Top of Input
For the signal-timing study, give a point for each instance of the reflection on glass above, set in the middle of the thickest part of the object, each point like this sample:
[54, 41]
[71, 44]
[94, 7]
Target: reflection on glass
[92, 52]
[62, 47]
Bottom of Input
Top of Input
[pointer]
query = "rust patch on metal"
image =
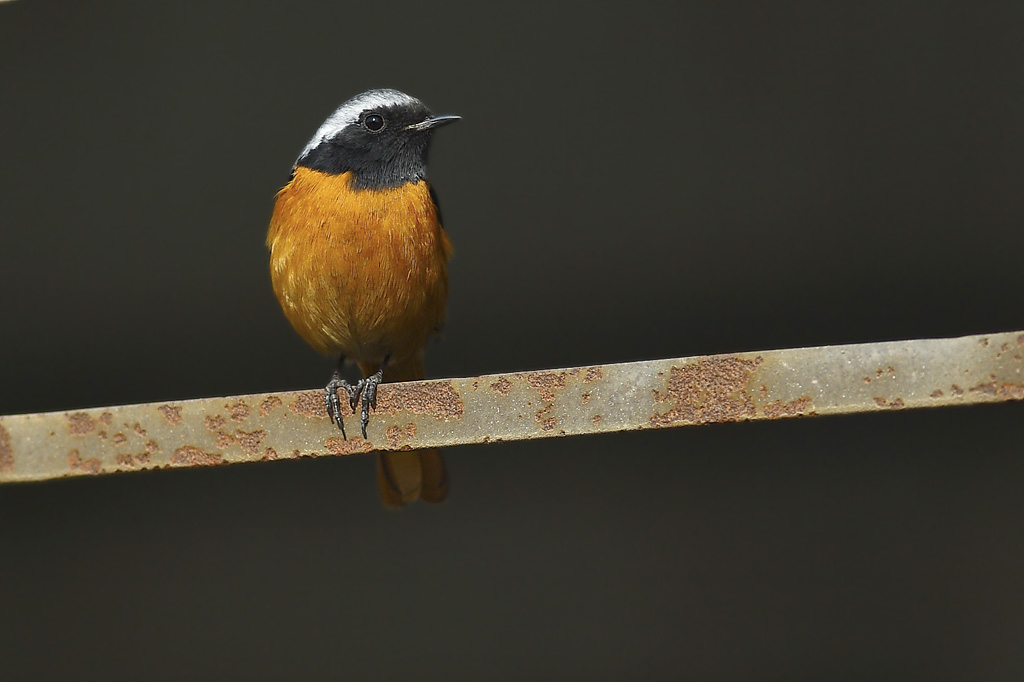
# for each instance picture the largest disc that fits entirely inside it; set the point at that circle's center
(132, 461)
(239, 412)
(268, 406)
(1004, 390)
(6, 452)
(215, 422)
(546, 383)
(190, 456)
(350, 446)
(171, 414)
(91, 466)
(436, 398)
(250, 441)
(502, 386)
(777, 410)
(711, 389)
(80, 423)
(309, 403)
Bottom of Input
Top of Input
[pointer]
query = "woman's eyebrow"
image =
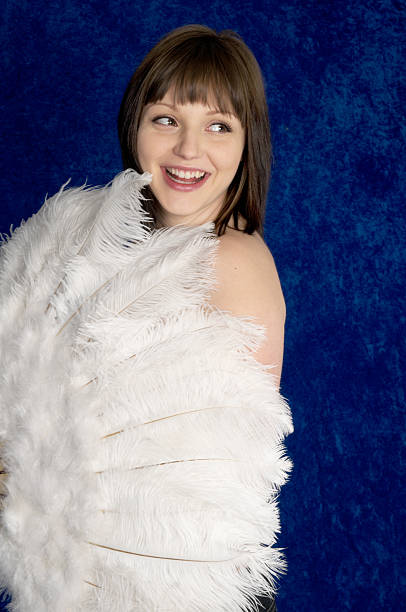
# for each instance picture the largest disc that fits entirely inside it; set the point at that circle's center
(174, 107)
Bottom of Input
Work to be completed
Please give a count of the lines in the records where the word "query" occurs, with nothing besides it.

Result
2